PROVIDED PASSAGE:
▼

Python Script: Cluster Keywords into Topics using SERP Results

We already released a Python Script here that is using this approach for grouping keywords together by using the search results from google. We further improved this version and added some nice graph outputs for visualizing the keyword topics in a more understandable way.

Why you should consider using this python script?
Today you should optimize full keyword topics instead of single search terms. One big question is how you should structure your content the best way. Sharing the Topic Graph Output with your content creators can already be sufficient briefing for creating great content.

Why using the SERP results for grouping the keyword topics?
It is the perspective of google how good ranking pages are covering the topic. You get instant clustering results. We are using graph based clustering algorithms that are using the relations of different keyword to ranking urls. If the same URLs appear for different search queries we use these connections for creating keyword clusters. Instead of building own cluster logics we use the shortcut of using googles ranking blackbox.

Step 1: Your starting keyword set

I used googles keyword planer as starting point. Of course you can use any other source. My seed keyword was “SEO Tool” and I used the first 100 Keywords as Input for the SERP Clustering.

Put all keywords in a list where you think they should be part of your keyword topic. This list is clustered by using the ranking pages.

Step 2: Run the Python Script

The Script is using the Google Custom Search Engine for fetching the Top 10 ranking pages for each keyword. When the script finished you will find an image in your script folder looking like this:

Keyword Clusters by using NetworkX and community detection algorithm

Step 3: Refine Input Keyword List

You probably will realize when creating the first graph output that some topics are more interesting than others. Get rid of the noise keywords and run the algorithm again for even better results. For my real world examples the created output was great for structuring the big topic into subtopics in a very short amount of time. From this point on it is up to you whether you create one big holistic content page that is covering the Sub Topics in different paragraphs or you use multiple pages that are linked together.


Here you can find the Python Script:

from googleapiclient.discovery import build
import pandas as pd
import  Levenshtein
from datetime import datetime
from fuzzywuzzy import fuzz
from urllib.parse import urlparse
from tld import get_tld
import langid
import json
import numpy as np
import networkx as nx
from networkx.algorithms import community
import sqlite3
import math
import io
from collections import defaultdict
import matplotlib.pyplot as plt
from matplotlib import cm
import random

      
def language_detection(str_lan):
    lan=langid.classify(str_lan)
    return lan[0]


def extract_mainDomain(url):
    res = get_tld(url, as_object=True)

▲

REQUIRED WORK:
(A) According to the SERP clustering article, why does the script group keywords by their search results instead of its own clustering logic? Answer in one to three sentences.
(B) Render the records as a numbered list, from the line containing "point: distant mountain" through the end of the records, omitting blank lines. Leave the pictures out of your answer.
The SERP clustering article and the records come from unrelated sources.

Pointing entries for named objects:
▼

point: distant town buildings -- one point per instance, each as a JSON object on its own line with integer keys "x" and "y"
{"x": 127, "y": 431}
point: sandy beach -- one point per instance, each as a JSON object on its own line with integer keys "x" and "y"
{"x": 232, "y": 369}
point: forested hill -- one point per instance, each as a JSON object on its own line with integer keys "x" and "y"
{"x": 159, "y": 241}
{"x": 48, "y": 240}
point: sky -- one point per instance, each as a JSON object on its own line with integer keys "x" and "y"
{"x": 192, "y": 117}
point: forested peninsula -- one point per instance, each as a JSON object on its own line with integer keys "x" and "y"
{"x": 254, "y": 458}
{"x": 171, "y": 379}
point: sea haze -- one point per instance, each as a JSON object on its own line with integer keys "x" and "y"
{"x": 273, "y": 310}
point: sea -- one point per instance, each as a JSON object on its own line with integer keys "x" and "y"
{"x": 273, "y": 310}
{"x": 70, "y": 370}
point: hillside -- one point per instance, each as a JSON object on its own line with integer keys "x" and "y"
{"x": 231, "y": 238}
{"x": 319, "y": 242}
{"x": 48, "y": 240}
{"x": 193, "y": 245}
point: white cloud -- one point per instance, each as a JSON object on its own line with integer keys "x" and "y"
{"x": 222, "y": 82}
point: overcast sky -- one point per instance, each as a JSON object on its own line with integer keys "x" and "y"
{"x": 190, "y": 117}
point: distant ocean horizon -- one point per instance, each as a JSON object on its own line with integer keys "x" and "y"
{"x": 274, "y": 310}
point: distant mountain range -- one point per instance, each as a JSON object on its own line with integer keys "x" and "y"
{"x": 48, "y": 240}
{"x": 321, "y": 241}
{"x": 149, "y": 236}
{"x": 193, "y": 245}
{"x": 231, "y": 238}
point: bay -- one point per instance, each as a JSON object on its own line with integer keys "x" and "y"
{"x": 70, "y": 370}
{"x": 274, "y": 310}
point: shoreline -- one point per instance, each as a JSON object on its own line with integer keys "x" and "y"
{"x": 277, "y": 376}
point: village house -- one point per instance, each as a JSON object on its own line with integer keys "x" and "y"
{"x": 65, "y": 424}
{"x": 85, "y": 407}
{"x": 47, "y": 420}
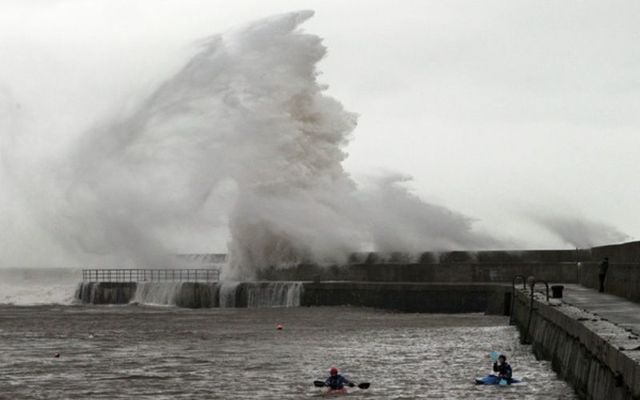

▲

SOLUTIONS FOR EACH TASK:
(A) Search results show Google's view of how well ranking pages cover a topic, and they give clustering results right away. When the same URLs rank for different queries, those links form the keyword clusters. This lets Google's ranking serve as a shortcut, so there is no need to build separate cluster logic.

(B)
1. point: distant mountain range -- one point per instance, each as a JSON object on its own line with integer keys "x" and "y"
2. {"x": 48, "y": 240}
3. {"x": 321, "y": 241}
4. {"x": 149, "y": 236}
5. {"x": 193, "y": 245}
6. {"x": 231, "y": 238}
7. point: bay -- one point per instance, each as a JSON object on its own line with integer keys "x" and "y"
8. {"x": 70, "y": 370}
9. {"x": 274, "y": 310}
10. point: shoreline -- one point per instance, each as a JSON object on its own line with integer keys "x" and "y"
11. {"x": 277, "y": 376}
12. point: village house -- one point per instance, each as a JSON object on its own line with integer keys "x" and "y"
13. {"x": 65, "y": 424}
14. {"x": 85, "y": 407}
15. {"x": 47, "y": 420}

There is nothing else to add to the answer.